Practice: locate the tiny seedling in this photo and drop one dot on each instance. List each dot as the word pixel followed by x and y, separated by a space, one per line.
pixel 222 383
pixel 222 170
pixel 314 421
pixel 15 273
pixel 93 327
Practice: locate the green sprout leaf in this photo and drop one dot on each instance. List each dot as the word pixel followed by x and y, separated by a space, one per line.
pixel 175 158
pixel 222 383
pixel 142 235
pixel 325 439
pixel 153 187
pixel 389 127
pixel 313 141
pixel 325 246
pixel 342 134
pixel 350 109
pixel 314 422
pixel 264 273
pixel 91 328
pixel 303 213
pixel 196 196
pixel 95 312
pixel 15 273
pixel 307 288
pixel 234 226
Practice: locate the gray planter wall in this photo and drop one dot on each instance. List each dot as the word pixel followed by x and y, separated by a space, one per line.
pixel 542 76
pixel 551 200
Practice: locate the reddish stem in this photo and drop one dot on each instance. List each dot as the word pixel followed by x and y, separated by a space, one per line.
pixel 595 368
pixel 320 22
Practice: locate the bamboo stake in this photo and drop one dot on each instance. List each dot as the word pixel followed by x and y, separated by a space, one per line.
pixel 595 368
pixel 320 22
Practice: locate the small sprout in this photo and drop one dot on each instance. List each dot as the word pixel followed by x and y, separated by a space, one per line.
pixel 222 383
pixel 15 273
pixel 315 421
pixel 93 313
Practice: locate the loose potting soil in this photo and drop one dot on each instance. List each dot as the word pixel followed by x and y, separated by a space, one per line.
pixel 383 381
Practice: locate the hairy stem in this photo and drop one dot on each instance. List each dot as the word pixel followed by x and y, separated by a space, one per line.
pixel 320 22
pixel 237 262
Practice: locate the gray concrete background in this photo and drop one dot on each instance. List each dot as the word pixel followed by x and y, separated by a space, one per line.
* * * * *
### EXERCISE DIRECTIONS
Print out the listing in full, exactly as it appears.

### RESULT FOR THIS EXERCISE
Practice: locate the tiny seedling in this photo and drop one dot on each instance. List each dot as the word pixel followed by x and y, separated by a space, one per line.
pixel 222 383
pixel 222 170
pixel 314 421
pixel 15 273
pixel 93 327
Practice: locate the green sprout leaf in this photo and drop one dot on each instance. List each dot as the word pixel followed by x and y, separated by a space, one per line.
pixel 175 158
pixel 222 383
pixel 142 235
pixel 325 439
pixel 153 187
pixel 389 127
pixel 313 141
pixel 325 246
pixel 342 134
pixel 350 109
pixel 314 422
pixel 264 273
pixel 91 328
pixel 303 213
pixel 196 196
pixel 95 312
pixel 15 273
pixel 307 288
pixel 234 226
Practice: locate the gray planter wall in this photo and drop one dot on each instance. List each dot as the word pixel followed by x and y, separated by a space, one per line.
pixel 542 76
pixel 551 200
Practice: locate the reddish stem in this photo and drop one dot on each instance. List each dot as the word pixel followed by x and y, separated by a space, one per line.
pixel 595 368
pixel 320 22
Practice: locate the bamboo stake in this photo and drop one dot on each instance. List each dot as the word pixel followed by x and y, separated by a space, one per line.
pixel 595 368
pixel 320 22
Practice: locate the small sprout in this photo and drop one dot on each instance. List each dot as the word pixel followed by x and y, separated by a space, one per line.
pixel 222 383
pixel 15 273
pixel 315 421
pixel 93 313
Practice: locate the loose potting soil in this photo and drop one dot on each instance. List each dot as the word pixel followed by x and y, separated by a space, one per line.
pixel 383 381
Practice: locate the hairy stem in this photo and drop one dot on each instance. List each dot as the word pixel followed by x and y, separated by a space, one per line.
pixel 320 22
pixel 237 262
Practice: locate the gray concrete background in this photo and drop one dot on each instance. List each dot as the word pixel followed by x and y, separated by a space, one per line.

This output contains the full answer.